Recorded data
* * *

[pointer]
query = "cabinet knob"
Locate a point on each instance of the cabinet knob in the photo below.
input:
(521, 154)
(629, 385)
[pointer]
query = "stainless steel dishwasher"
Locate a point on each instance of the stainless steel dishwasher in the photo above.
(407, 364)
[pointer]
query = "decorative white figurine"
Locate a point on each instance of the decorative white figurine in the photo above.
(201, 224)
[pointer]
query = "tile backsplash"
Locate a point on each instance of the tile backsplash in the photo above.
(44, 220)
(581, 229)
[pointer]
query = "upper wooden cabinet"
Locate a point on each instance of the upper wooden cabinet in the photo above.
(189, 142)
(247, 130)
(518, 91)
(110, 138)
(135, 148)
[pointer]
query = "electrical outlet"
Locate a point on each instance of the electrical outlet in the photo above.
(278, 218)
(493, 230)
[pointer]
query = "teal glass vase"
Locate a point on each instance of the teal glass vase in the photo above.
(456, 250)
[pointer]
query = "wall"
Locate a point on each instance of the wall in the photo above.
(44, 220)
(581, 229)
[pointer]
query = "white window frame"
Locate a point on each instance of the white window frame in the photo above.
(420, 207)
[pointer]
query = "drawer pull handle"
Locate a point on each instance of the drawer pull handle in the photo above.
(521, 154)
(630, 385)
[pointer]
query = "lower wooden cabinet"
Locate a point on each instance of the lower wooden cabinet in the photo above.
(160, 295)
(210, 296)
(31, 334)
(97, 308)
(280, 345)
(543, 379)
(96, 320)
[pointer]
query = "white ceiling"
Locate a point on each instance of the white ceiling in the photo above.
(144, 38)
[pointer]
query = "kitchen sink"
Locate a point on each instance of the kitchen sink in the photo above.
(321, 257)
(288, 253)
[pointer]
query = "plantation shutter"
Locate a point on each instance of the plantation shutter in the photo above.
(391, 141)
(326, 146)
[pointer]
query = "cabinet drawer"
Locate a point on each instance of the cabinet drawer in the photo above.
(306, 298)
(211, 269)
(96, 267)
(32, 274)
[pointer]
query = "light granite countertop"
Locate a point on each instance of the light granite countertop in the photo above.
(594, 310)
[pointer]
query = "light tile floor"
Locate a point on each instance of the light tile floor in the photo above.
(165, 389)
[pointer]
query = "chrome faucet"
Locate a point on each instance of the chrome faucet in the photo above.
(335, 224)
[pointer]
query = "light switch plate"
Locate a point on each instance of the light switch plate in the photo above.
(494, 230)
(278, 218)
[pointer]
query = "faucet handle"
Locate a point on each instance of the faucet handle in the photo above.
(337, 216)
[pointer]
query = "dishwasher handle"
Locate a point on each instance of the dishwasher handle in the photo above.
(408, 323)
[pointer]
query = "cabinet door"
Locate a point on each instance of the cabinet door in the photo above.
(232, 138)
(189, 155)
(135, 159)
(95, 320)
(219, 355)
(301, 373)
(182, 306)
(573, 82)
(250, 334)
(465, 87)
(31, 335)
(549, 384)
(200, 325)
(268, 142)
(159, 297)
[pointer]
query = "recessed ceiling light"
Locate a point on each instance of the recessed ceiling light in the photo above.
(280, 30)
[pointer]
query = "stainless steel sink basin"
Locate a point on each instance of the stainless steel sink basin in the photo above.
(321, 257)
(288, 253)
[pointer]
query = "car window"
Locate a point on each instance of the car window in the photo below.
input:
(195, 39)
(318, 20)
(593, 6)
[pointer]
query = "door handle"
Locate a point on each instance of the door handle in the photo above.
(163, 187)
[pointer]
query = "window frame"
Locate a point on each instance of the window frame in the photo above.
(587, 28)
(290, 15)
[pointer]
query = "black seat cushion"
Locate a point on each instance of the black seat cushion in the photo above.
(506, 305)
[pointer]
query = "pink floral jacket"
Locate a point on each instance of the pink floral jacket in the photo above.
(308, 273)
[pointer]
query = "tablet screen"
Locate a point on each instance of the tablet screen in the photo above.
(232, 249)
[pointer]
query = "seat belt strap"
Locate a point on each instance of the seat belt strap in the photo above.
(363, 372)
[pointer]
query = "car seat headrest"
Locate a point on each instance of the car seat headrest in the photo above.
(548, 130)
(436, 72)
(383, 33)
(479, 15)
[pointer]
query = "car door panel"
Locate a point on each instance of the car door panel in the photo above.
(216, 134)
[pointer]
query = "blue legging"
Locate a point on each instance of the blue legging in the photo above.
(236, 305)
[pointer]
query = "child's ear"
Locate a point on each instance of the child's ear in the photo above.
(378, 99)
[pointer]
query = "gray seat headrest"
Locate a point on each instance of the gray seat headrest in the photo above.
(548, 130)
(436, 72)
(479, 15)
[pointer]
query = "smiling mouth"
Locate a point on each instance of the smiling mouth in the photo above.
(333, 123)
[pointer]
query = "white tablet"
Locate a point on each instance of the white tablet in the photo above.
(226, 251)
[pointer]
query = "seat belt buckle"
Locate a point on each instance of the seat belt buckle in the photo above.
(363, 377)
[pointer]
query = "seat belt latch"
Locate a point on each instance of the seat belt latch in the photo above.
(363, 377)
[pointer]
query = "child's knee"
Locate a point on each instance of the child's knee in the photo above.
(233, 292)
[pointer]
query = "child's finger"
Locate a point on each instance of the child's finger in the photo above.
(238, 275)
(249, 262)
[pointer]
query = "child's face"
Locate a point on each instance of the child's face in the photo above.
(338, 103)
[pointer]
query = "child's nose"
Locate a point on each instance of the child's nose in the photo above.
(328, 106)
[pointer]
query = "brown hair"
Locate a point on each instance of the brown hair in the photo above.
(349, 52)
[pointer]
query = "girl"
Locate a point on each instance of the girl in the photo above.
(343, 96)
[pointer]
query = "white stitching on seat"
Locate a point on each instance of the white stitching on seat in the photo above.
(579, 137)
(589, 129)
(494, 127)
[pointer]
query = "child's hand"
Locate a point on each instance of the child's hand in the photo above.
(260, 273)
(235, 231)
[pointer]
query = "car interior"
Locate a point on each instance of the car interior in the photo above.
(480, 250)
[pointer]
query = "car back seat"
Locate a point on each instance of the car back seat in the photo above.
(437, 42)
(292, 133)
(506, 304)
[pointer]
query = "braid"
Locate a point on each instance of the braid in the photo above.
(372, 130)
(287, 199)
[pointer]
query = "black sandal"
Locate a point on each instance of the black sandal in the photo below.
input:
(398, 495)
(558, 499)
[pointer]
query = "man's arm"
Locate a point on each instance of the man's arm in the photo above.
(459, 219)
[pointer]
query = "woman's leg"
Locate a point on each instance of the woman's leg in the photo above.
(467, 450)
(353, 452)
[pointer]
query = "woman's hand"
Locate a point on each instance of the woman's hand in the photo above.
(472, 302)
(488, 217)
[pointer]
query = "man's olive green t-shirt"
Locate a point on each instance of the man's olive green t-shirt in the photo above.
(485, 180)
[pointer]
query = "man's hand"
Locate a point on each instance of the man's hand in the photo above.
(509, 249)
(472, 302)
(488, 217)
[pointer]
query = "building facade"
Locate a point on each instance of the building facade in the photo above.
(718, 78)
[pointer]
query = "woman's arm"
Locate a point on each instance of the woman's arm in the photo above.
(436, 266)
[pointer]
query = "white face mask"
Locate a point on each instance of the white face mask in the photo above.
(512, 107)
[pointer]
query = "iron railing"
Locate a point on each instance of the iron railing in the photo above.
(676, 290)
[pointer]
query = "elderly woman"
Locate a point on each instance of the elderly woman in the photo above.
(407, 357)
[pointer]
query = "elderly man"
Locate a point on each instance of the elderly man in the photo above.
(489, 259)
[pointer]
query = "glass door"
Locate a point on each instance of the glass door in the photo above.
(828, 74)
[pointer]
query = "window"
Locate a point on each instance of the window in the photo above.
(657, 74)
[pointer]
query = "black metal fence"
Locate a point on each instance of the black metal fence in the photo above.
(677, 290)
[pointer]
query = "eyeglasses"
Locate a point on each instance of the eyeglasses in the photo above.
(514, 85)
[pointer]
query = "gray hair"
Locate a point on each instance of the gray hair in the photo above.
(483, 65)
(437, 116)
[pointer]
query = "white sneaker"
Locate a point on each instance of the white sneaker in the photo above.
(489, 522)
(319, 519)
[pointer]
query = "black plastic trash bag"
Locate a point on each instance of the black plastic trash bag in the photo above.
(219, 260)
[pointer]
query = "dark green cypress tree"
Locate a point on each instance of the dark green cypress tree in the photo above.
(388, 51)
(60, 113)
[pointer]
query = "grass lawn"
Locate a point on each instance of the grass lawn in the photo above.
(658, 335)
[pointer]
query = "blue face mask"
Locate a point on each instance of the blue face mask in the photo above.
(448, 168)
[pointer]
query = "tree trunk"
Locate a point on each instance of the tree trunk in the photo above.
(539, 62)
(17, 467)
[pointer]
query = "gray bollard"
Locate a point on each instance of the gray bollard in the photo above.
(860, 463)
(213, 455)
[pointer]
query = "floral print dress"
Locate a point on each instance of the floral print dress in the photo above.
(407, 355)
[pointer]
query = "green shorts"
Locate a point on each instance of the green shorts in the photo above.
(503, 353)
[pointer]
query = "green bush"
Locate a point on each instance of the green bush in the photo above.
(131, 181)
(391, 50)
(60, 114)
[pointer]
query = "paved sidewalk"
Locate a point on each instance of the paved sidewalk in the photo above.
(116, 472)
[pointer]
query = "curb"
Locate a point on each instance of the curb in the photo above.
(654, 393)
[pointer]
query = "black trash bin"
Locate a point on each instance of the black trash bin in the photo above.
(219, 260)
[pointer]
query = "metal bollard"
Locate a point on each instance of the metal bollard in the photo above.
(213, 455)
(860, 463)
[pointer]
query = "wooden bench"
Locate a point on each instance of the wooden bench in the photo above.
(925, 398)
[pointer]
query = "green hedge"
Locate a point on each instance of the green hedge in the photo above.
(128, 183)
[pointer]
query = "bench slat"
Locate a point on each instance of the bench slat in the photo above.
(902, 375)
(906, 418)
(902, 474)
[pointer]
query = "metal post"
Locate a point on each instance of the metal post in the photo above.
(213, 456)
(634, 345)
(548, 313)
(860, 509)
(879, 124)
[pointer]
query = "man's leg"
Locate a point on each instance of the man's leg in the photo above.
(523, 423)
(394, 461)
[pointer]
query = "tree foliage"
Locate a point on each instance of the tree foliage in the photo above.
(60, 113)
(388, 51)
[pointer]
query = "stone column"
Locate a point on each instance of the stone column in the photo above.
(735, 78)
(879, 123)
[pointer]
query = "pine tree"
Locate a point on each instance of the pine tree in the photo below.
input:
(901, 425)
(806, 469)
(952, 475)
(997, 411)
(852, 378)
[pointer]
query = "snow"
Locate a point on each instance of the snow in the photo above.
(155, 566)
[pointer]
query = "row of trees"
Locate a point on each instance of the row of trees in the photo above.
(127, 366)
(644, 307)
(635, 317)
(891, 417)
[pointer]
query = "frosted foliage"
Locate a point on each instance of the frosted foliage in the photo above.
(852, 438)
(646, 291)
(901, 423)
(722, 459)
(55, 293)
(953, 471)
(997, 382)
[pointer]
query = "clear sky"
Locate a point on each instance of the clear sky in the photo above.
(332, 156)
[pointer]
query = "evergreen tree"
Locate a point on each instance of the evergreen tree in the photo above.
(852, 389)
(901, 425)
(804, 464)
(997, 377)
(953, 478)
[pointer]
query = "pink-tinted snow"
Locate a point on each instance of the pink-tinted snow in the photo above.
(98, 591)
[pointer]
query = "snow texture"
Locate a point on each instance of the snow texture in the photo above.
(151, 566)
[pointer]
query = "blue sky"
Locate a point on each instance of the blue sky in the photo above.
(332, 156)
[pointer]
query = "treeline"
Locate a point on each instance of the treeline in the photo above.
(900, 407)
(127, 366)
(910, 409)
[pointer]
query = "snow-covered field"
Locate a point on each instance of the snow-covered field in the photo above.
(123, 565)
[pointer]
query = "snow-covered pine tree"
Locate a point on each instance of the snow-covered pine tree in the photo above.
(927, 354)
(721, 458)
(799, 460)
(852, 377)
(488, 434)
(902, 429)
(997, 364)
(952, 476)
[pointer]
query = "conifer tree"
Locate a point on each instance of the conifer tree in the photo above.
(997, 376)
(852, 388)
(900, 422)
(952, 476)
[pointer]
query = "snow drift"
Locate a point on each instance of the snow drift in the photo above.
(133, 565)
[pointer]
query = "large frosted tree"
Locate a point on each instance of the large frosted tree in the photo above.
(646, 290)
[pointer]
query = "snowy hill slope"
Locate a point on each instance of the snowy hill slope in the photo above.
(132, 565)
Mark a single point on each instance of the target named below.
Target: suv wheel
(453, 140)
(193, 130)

* * *

Take every line above that includes the string "below" and return it.

Completed exercise
Locate a point on each instance of the cabinet knob in the photo below.
Locate a point on each instance of the car window in the photo below.
Locate a point on each instance of the black sandal in the photo below.
Locate a point on each instance of the pine tree in the photo below.
Mark a single point on each instance of the target named below.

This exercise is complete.